Report each line of the material below that contains the word "tail", copying every such line in full. Case counts when matching.

== Data shown ==
* * *

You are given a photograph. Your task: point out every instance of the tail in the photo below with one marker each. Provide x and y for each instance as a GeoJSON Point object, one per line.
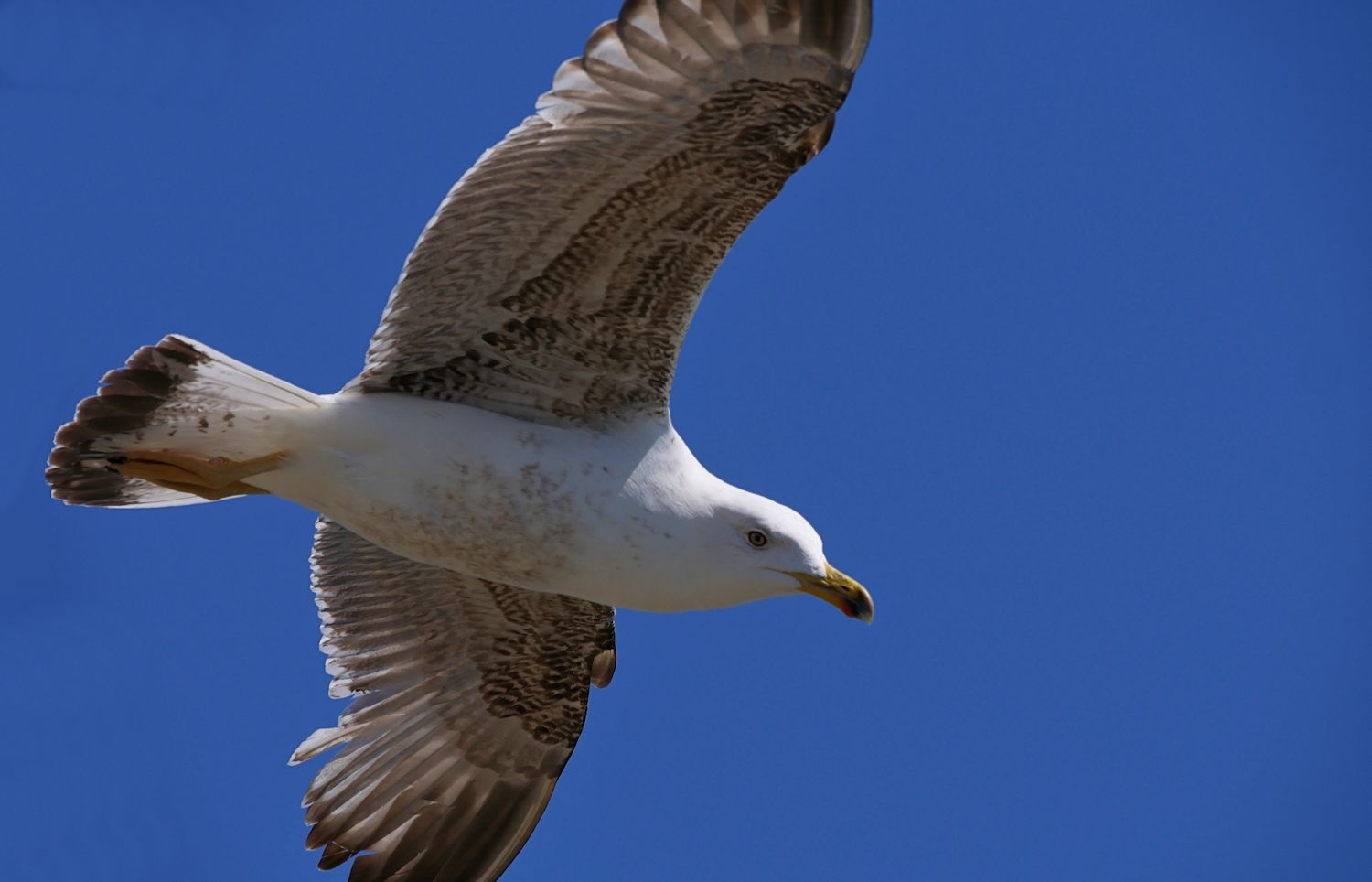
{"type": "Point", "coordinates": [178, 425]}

* * *

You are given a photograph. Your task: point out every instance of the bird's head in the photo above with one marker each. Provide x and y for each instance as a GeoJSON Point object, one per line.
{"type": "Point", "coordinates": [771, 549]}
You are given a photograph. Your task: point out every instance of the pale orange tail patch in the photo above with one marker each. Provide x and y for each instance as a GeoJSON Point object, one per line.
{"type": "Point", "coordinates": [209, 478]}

* * *

== Final result ==
You are given a photograph. Your task: point out every instance of the tail in the photo below with one marker each. Provide x and y for each instance as a GeoJSON Point object, one per line.
You are given a photograph. Your task: point out every instance of the pale orange tail patch in the photo above with one marker each. Provide x and y for each instance as a GeoJSON Point object, one per line.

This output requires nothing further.